◆ Challenge A: In the article about the King Arthur anime series, swap "Excalibur" for "Caliburn" throughout the part that opens with the words containing "King Arthur and the Knights of the Round Table (円卓の騎士物語" and closes with "even lighter tone.". Give that edited part again.

== Quoted text

- Cover art of the 2004 limited edition soundtrack
- 円卓の騎士物語 燃えろアーサー
- Created by: Satomi Mikuriya
- Based on: Le Morte d'Arthur by Sir Thomas Mallory
- Directed by: Masayuki Akehi Tomoharu Katsumata
- Music by: Shinichi Tanabe
- Country of origin: Japan
- Original language: Japanese
- No. of episodes: 30

Production
- Production companies: Toei Animation Asatsu

Original release
- Network: FNS (Fuji TV)
- Release: 9 September 1979 – 3 March 1980

= King Arthur (TV series) =

Japanese anime TV series

King Arthur and the Knights of the Round Table (円卓の騎士物語 燃えろアーサー, Entaku no Kishi Monogatari Moero Āsā) is a Japanese anime series based on Arthurian legend. Produced by Toei Animation, the series consists of 30 half-hour episodes released between September 9, 1979 and March 3, 1980. The series achieved great popularity in its non-English translations.

The series tells the story of King Arthur and the Knights of the Round Table, featuring 'Arthurian' characters such as Lancelot, Guinevere, Tristan, Percival, Merlin, Uther Pendragon, and Igraine and other familiar elements of Arthurian lore, including the castle Camelot and Arthurian relics such as Excalibur. The series is not entirely faithful to the original legends since it adds new characters and stories which make the plot less brutal. The second season had an even lighter tone.

==Plot==
When Prince Arthur is a baby, his father, King Uther Pendragon, rules Camelot. Lavik, another king who wishes to conquer Camelot, attacks the castle. Arthur is saved by Merlin who sends him to a knight for safekeeping. For many years, this knight raises Arthur as his own son.

====
== Exercise materials

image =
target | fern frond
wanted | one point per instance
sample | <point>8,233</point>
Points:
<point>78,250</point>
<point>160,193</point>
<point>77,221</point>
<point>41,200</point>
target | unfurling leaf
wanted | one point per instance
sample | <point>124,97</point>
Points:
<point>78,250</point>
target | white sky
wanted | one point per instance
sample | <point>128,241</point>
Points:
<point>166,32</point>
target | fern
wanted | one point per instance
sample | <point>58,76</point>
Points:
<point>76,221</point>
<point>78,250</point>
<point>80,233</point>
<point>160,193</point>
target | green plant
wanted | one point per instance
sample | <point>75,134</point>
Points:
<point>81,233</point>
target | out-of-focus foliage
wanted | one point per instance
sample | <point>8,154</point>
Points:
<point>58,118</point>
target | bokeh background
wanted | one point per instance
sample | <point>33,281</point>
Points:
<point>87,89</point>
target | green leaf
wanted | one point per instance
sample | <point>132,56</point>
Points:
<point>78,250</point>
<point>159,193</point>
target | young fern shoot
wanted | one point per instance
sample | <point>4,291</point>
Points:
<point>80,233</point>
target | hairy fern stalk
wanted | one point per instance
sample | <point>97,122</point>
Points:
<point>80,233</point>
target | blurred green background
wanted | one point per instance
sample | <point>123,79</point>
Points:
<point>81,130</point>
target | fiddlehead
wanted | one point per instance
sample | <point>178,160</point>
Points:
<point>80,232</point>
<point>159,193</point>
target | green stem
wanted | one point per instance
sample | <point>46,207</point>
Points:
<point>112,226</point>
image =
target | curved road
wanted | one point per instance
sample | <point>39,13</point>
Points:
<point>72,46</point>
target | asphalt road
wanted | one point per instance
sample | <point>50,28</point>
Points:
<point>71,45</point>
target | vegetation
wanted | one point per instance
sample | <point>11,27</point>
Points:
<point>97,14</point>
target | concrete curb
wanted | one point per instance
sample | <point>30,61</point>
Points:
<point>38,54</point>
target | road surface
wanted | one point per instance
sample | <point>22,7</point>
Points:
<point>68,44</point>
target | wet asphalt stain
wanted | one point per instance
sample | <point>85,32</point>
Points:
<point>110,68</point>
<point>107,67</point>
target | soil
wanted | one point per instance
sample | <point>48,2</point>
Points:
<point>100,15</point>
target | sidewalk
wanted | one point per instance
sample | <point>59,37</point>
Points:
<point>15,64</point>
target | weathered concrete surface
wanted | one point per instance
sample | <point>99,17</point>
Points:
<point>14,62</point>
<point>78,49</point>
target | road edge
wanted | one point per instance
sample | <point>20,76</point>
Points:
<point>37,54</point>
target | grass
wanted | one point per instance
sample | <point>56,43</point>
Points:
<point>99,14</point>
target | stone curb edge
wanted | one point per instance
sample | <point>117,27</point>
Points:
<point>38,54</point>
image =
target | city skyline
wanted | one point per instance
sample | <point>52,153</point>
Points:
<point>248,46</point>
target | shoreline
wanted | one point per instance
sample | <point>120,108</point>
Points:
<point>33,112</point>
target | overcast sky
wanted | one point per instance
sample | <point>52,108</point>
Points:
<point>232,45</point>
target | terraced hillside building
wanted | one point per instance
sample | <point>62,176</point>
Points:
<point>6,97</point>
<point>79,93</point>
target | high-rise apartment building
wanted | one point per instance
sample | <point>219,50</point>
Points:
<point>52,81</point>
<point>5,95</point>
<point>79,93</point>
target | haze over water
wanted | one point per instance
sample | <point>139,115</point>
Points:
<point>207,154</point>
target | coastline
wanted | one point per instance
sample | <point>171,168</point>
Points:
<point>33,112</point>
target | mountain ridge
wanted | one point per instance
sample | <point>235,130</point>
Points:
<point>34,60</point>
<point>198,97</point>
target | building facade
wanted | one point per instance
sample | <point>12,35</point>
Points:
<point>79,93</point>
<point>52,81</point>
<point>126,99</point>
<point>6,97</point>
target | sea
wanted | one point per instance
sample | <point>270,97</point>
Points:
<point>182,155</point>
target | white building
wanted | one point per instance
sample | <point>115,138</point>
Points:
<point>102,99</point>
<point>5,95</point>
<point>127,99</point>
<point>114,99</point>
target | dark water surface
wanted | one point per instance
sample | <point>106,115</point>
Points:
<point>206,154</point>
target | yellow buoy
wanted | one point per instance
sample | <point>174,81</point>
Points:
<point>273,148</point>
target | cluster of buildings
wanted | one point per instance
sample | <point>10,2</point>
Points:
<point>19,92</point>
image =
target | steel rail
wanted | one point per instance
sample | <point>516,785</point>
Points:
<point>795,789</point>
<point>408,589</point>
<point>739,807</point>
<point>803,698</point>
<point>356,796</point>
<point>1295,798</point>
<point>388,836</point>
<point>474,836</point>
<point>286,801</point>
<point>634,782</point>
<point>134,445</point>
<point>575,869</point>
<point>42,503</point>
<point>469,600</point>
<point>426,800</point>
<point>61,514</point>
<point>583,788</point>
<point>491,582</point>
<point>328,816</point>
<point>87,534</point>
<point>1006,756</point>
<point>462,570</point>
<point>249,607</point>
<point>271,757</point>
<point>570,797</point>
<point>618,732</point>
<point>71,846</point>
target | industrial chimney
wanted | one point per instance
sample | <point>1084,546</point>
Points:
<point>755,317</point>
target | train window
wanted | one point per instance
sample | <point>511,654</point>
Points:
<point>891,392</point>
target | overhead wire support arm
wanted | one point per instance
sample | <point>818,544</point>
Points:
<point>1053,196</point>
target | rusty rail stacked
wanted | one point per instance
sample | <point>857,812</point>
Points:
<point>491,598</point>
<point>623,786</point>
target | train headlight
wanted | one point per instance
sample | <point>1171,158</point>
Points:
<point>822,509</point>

====

◆ Challenge B: Turn the records into a numbered list, from their first line through the line containing "<point>97,14</point>", including both ends and leaving out blank lines.

◆ Right answer A:
King Arthur and the Knights of the Round Table (円卓の騎士物語 燃えろアーサー, Entaku no Kishi Monogatari Moero Āsā) is a Japanese anime series based on Arthurian legend. Produced by Toei Animation, the series consists of 30 half-hour episodes released between September 9, 1979 and March 3, 1980. The series achieved great popularity in its non-English translations.

The series tells the story of King Arthur and the Knights of the Round Table, featuring 'Arthurian' characters such as Lancelot, Guinevere, Tristan, Percival, Merlin, Uther Pendragon, and Igraine and other familiar elements of Arthurian lore, including the castle Camelot and Arthurian relics such as Caliburn. The series is not entirely faithful to the original legends since it adds new characters and stories which make the plot less brutal. The second season had an even lighter tone.

◆ Right answer B:
1. image =
2. target | fern frond
3. wanted | one point per instance
4. sample | <point>8,233</point>
5. Points:
6. <point>78,250</point>
7. <point>160,193</point>
8. <point>77,221</point>
9. <point>41,200</point>
10. target | unfurling leaf
11. wanted | one point per instance
12. sample | <point>124,97</point>
13. Points:
14. <point>78,250</point>
15. target | white sky
16. wanted | one point per instance
17. sample | <point>128,241</point>
18. Points:
19. <point>166,32</point>
20. target | fern
21. wanted | one point per instance
22. sample | <point>58,76</point>
23. Points:
24. <point>76,221</point>
25. <point>78,250</point>
26. <point>80,233</point>
27. <point>160,193</point>
28. target | green plant
29. wanted | one point per instance
30. sample | <point>75,134</point>
31. Points:
32. <point>81,233</point>
33. target | out-of-focus foliage
34. wanted | one point per instance
35. sample | <point>8,154</point>
36. Points:
37. <point>58,118</point>
38. target | bokeh background
39. wanted | one point per instance
40. sample | <point>33,281</point>
41. Points:
42. <point>87,89</point>
43. target | green leaf
44. wanted | one point per instance
45. sample | <point>132,56</point>
46. Points:
47. <point>78,250</point>
48. <point>159,193</point>
49. target | young fern shoot
50. wanted | one point per instance
51. sample | <point>4,291</point>
52. Points:
53. <point>80,233</point>
54. target | hairy fern stalk
55. wanted | one point per instance
56. sample | <point>97,122</point>
57. Points:
58. <point>80,233</point>
59. target | blurred green background
60. wanted | one point per instance
61. sample | <point>123,79</point>
62. Points:
63. <point>81,130</point>
64. target | fiddlehead
65. wanted | one point per instance
66. sample | <point>178,160</point>
67. Points:
68. <point>80,232</point>
69. <point>159,193</point>
70. target | green stem
71. wanted | one point per instance
72. sample | <point>46,207</point>
73. Points:
74. <point>112,226</point>
75. image =
76. target | curved road
77. wanted | one point per instance
78. sample | <point>39,13</point>
79. Points:
80. <point>72,46</point>
81. target | asphalt road
82. wanted | one point per instance
83. sample | <point>50,28</point>
84. Points:
85. <point>71,45</point>
86. target | vegetation
87. wanted | one point per instance
88. sample | <point>11,27</point>
89. Points:
90. <point>97,14</point>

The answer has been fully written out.